TEXT PROVIDED section start

Raphael Felix, chief executive officer of Phinma Property Holdings Corp. and chairman of the Subdivision and Housing Developers Association (SHDA), has similarly remained unfazed.

“Home buying is something you plan for. It’s not like going out to a restaurant or buying a new shirt. It’s something you plan for well in advance. People have this in their mindsets, they have it as an objective, they’re out to do it,” Felix explained.

He also pointed out the pent up demand in the residential market.

“We can’t supply it (the demand) fast enough. Despite what people think of the real estate industry producing so many units, on the contrary, it is not. Over the last two years, production has been dropping so it has made things more scarce,” Felix said. “Plus there’s a concentration of this virus scare in Metro Manila. There are so many other places out there. The regions are booming. In fact, there is more growth in the regions now. I don’t see it (real estate sector) slowing unless this (COVID-19) escalates rapidly.”

TEXT PROVIDED section end
EXTRACTED MATERIAL section start

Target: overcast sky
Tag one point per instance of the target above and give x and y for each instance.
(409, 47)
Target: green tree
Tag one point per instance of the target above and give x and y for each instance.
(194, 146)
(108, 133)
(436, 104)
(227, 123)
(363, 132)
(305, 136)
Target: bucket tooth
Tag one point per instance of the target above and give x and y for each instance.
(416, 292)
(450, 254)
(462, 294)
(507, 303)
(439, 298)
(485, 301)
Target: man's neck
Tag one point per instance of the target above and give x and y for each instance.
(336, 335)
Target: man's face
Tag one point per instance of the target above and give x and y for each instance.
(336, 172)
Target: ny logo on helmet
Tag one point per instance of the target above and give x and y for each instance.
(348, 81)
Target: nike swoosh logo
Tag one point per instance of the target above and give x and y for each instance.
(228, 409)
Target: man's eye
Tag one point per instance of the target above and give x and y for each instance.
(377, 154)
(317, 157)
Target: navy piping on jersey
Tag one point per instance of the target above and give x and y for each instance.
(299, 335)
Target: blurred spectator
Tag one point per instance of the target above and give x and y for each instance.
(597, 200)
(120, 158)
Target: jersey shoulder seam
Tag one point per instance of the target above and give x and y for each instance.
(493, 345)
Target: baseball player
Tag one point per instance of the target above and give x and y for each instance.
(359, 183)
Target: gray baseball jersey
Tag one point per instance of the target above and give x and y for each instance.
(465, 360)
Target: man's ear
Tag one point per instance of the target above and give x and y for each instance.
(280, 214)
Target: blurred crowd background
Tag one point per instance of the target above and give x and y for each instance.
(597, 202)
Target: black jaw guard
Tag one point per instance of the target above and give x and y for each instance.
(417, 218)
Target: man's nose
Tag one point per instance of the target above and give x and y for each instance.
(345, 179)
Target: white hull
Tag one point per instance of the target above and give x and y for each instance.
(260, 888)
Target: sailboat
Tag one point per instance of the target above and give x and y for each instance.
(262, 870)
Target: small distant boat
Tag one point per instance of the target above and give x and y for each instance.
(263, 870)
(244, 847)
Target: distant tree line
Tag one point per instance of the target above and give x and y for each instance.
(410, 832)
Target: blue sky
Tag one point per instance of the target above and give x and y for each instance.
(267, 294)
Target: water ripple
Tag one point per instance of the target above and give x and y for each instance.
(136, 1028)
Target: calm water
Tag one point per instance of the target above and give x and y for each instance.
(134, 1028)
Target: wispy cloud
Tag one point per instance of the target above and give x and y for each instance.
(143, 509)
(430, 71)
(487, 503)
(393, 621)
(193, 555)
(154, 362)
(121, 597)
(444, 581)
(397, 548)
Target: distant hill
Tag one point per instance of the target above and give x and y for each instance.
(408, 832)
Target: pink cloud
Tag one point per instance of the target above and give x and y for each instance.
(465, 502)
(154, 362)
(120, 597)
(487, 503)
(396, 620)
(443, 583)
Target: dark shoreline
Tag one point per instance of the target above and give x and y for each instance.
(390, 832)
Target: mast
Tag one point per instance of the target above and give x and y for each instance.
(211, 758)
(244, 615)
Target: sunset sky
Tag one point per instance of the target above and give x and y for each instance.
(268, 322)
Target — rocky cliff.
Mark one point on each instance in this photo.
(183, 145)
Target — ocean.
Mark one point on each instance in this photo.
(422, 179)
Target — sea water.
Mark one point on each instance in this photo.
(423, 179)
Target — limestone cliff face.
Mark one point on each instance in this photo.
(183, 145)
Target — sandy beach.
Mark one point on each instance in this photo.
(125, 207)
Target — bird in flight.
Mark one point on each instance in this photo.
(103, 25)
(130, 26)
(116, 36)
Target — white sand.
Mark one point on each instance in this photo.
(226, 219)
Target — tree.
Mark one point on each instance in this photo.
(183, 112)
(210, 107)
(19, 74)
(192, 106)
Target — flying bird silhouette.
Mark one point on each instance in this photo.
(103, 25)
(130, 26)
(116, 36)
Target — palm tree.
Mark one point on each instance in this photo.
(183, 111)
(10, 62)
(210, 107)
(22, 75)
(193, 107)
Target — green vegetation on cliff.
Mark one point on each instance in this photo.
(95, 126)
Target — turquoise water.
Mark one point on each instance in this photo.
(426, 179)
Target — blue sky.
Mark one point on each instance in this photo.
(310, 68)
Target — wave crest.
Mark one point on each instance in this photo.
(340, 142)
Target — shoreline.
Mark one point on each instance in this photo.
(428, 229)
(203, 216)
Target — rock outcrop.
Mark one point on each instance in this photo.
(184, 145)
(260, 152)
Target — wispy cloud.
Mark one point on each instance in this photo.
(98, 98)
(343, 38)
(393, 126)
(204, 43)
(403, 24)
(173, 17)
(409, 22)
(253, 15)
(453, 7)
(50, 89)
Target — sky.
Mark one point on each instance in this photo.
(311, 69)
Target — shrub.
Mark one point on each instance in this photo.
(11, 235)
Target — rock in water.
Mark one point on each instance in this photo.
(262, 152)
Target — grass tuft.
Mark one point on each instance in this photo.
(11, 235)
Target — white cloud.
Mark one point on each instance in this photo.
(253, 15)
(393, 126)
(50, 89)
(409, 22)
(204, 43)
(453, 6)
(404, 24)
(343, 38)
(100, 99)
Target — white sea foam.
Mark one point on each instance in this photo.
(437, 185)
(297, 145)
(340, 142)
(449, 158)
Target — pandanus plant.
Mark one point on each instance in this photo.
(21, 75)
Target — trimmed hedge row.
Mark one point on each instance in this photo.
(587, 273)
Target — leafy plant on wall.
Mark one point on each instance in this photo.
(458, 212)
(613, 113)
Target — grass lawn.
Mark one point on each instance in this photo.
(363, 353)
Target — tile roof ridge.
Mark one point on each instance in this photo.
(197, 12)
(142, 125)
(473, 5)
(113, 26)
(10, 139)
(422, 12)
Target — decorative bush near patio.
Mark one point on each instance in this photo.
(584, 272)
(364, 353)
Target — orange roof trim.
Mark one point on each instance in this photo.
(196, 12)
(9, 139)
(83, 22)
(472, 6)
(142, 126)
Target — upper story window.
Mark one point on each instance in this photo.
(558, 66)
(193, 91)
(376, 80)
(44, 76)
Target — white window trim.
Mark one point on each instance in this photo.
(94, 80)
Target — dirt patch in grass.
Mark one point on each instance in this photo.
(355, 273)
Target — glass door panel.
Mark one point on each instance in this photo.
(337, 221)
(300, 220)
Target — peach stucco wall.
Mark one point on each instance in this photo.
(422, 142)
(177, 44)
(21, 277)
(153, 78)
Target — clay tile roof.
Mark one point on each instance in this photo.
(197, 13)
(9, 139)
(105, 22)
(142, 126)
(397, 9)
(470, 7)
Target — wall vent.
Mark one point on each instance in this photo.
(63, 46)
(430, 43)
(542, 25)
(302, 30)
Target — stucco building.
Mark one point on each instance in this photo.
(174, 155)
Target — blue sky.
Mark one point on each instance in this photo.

EXTRACTED MATERIAL section end

◆ BRIEF A
Can you repeat, word for word, the part of the real estate excerpt starting with "Raphael Felix, chief" and going on through "similarly remained unfazed."?
◆ BRIEF B
How would you translate this sentence from the real estate excerpt into Spanish: "He also pointed out the pent up demand in the residential market."

◆ WRITTEN ANSWER A
Raphael Felix, chief executive officer of Phinma Property Holdings Corp. and chairman of the Subdivision and Housing Developers Association (SHDA), has similarly remained unfazed.

◆ WRITTEN ANSWER B
También señaló la demanda reprimida en el mercado residencial.